§ **Given request A**: In the congressional clerkship passage, replace "DOJ Honors Program" with "Justice Department Honors Program" in the stretch from "A few years" through "in law schools.", and give that stretch.
§ **Given request B**:
Answer these questions from the congressional clerkship passage:
(i) How long would clerks work under the writer's original idea?
(ii) How many law school deans sent the 2005 letter to Congress?
(iii) Who led those deans?
§ **Given request C**: According to the congressional clerkship passage, what would Congress gain from the proposed clerkship program?

----- Text passage -----

A few years ago I came up with what I thought was a brilliant and original idea. Well, at least an original idea. Establish a congressional clerkship program, in which recent law school graduates could work for a year providing legal research and advice to Congress. It would be something of a cross between a judicial clerkship and the DOJ Honors Program, and the basic idea would be to give the clerks the same type of experience from a congressional perspective. Congress would get the benefit of top quality legal talent and, equally importantly, would have the opportunity to educate these new lawyers on congressional legal issues that are often overlooked in law schools.

It turns out that a lot of people were way ahead of me. In 2005, 145 Law School Deans, led by Stanford Dean Larry Kramer, had sent a letter to Congress urging the creation of a congressional clerkship program (the letter may be read at the Congressional Clerkship Initiative website). The Deans wrote: “Following the judicial clerkship model, we would propose that a Congressional Clerk serve for one or two years, either for an individual legislator or for a legislative committee, and be comparably compensated.” They predict that “legislative clerks could and would rapidly learn the ropes and become invaluable assistants on tasks ranging from research to crafting positions and writing speeches to the actual drafting of legislation and legislative reports.”

----- Dataset -----

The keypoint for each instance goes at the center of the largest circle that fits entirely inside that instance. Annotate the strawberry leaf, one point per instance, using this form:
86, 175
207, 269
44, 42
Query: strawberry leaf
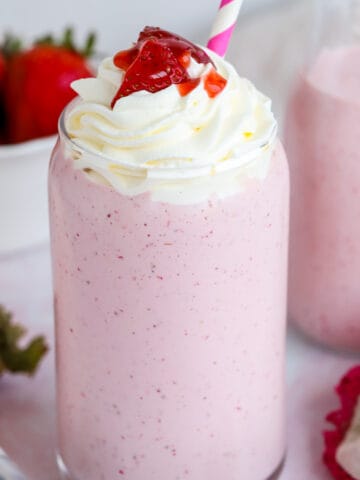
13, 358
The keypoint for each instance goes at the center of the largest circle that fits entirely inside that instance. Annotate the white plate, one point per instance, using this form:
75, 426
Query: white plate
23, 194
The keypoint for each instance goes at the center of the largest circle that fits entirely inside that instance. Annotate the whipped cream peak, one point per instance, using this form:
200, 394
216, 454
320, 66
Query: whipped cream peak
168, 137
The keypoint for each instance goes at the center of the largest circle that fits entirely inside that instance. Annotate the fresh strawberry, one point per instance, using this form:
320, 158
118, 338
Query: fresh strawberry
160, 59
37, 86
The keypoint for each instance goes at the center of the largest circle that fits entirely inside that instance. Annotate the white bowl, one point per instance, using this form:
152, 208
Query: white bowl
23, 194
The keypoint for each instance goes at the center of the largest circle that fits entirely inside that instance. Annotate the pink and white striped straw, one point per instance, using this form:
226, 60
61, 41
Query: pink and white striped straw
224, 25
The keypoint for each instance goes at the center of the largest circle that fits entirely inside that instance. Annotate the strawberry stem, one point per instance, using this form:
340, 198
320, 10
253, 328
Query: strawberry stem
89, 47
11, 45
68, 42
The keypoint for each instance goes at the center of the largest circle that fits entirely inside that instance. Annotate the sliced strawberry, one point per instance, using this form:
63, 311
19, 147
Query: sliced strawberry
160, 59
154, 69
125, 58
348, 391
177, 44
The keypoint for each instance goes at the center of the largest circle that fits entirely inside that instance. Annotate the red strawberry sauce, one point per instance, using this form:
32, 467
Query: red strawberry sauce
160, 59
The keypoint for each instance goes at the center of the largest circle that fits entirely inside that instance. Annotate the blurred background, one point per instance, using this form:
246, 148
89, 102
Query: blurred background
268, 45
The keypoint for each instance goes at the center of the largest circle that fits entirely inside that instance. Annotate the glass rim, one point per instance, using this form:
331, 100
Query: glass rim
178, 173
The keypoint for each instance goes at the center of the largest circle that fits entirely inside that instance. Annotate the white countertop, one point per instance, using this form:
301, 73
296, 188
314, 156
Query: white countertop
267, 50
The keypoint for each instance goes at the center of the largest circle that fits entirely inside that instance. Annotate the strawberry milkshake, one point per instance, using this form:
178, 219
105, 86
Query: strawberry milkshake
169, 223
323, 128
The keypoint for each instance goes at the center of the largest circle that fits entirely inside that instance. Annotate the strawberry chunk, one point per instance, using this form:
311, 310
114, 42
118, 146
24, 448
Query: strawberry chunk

-----
----- Dataset -----

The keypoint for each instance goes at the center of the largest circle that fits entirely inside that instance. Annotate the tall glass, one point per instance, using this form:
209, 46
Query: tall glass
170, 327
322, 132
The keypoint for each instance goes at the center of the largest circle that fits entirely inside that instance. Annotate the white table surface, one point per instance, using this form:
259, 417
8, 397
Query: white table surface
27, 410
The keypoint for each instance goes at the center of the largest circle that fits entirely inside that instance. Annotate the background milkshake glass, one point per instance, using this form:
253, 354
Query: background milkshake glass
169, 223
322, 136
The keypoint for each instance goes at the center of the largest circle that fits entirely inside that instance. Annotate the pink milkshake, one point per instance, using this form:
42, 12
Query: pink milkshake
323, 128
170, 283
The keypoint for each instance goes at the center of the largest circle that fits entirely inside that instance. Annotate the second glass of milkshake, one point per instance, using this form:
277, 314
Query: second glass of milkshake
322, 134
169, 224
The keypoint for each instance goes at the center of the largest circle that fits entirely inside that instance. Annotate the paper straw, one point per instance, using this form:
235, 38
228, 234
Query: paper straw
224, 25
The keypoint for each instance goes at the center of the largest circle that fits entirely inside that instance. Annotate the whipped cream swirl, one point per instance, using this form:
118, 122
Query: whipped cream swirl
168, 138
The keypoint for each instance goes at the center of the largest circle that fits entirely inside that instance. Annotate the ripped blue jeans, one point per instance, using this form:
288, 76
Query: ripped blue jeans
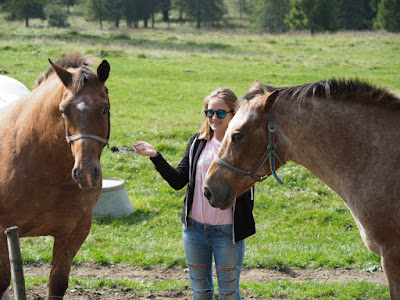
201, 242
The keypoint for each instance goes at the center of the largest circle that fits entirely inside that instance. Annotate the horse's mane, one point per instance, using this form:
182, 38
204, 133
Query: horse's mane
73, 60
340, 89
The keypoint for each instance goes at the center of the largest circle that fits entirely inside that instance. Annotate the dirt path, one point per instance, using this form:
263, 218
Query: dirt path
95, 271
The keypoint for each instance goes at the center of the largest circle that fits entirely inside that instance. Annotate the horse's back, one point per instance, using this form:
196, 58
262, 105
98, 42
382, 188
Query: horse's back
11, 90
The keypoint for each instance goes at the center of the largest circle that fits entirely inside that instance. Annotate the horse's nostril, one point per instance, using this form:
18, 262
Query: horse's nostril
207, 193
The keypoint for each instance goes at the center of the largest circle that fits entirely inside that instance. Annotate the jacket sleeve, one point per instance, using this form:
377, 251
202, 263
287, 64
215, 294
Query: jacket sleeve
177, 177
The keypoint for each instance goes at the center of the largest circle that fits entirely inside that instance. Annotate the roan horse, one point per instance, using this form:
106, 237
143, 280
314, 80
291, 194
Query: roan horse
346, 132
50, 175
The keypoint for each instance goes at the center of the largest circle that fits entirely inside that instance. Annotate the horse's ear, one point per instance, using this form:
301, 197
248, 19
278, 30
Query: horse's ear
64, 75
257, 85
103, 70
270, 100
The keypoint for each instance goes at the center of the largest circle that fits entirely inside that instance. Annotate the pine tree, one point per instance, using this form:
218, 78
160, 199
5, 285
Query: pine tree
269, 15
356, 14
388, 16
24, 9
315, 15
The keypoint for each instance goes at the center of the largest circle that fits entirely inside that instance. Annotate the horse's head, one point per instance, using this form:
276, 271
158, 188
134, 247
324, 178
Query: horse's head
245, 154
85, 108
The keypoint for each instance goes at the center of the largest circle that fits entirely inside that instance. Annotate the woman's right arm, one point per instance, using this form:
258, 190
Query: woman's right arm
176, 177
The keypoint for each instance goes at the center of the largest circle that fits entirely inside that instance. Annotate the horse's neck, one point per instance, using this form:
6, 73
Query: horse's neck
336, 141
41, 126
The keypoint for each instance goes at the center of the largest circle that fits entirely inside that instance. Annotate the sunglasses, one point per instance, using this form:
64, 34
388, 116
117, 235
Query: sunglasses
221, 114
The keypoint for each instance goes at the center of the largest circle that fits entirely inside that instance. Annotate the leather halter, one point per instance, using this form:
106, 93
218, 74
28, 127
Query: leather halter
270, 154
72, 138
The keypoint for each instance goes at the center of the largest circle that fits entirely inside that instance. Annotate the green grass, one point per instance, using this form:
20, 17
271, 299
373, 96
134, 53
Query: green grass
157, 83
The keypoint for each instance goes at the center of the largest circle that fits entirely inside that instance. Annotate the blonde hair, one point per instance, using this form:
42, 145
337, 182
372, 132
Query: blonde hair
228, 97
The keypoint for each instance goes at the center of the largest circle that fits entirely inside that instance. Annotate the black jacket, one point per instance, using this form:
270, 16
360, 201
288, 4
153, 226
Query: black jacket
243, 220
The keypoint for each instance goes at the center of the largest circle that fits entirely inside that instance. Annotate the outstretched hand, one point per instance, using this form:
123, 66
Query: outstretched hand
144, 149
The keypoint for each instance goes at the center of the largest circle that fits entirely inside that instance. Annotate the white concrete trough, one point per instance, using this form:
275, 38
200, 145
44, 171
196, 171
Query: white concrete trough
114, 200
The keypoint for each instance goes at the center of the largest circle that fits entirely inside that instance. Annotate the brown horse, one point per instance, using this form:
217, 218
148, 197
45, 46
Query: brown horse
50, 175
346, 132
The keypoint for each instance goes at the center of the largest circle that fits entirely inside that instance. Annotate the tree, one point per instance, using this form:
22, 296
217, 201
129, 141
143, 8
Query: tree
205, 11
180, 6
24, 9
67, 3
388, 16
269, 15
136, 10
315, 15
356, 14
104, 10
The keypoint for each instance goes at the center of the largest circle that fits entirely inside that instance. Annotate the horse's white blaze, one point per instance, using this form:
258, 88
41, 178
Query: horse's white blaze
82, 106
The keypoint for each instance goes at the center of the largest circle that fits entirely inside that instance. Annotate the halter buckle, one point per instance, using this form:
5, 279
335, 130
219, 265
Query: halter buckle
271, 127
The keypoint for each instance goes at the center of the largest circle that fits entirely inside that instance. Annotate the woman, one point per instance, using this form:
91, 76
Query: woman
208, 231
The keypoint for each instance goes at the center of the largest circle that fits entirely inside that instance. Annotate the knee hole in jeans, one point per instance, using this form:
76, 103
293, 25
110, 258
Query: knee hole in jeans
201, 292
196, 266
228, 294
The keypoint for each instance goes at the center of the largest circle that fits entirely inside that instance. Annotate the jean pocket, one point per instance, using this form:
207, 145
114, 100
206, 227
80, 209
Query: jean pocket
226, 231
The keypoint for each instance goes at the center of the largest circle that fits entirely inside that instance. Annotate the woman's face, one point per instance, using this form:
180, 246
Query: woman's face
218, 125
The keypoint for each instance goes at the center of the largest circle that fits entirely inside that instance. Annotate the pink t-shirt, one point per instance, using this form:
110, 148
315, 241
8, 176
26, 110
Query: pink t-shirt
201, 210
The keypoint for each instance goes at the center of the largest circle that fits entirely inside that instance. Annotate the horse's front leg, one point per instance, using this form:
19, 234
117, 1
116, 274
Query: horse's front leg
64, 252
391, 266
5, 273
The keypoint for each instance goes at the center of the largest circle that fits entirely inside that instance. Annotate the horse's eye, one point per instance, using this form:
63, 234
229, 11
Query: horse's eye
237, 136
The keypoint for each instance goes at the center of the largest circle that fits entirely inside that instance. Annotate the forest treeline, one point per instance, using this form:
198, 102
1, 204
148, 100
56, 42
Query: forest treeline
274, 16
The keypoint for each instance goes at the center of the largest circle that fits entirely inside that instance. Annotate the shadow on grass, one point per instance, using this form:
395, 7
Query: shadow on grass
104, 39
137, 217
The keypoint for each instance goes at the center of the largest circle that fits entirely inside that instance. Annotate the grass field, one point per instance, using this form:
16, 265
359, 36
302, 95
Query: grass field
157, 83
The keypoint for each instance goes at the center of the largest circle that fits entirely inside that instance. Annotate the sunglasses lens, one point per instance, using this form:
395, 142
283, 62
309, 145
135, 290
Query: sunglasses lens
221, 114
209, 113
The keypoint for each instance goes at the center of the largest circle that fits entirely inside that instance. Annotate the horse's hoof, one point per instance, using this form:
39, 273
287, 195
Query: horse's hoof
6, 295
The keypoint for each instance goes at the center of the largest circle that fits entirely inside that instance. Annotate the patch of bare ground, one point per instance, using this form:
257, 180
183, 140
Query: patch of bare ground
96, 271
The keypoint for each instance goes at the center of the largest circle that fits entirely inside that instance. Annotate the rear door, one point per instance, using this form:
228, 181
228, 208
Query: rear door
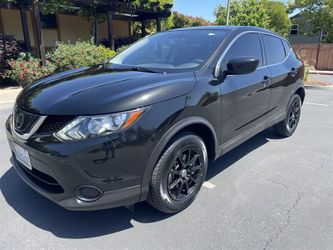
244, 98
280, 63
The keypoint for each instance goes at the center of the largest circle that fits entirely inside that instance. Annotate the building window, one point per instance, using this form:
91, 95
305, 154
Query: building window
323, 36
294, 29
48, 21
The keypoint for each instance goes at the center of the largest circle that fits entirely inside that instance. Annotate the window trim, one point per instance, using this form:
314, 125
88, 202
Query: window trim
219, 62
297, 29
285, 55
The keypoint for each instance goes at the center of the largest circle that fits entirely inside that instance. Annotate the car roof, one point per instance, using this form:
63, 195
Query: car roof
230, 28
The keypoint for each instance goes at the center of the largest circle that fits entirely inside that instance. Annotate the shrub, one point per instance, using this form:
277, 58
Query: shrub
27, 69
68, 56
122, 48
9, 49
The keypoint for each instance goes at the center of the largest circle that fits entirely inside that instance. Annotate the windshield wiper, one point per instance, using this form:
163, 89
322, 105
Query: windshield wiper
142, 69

-----

§ **Answer A**:
A few years ago I came up with what I thought was a brilliant and original idea. Well, at least an original idea. Establish a congressional clerkship program, in which recent law school graduates could work for a year providing legal research and advice to Congress. It would be something of a cross between a judicial clerkship and the Justice Department Honors Program, and the basic idea would be to give the clerks the same type of experience from a congressional perspective. Congress would get the benefit of top quality legal talent and, equally importantly, would have the opportunity to educate these new lawyers on congressional legal issues that are often overlooked in law schools.

§ **Answer B**:
(i) One year.
(ii) 145.
(iii) Stanford Dean Larry Kramer.

§ **Answer C**: Congress would get top-quality legal talent. It would also have the chance to educate these new lawyers on congressional legal issues that law schools often overlook.